* [TASK] Print every line of the records below without changing a single character.

++++ SUPPLIED MATERIAL

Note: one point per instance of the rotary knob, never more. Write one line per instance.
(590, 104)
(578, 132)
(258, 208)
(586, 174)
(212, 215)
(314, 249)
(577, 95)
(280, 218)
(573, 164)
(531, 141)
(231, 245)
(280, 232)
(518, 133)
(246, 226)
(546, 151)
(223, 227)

++++++++

* [RESPONSE]
Note: one point per instance of the rotary knob, never more. Write one line per instance.
(590, 104)
(578, 132)
(258, 208)
(586, 174)
(212, 215)
(314, 249)
(577, 95)
(280, 218)
(573, 164)
(531, 141)
(231, 245)
(280, 232)
(518, 133)
(246, 226)
(546, 151)
(223, 227)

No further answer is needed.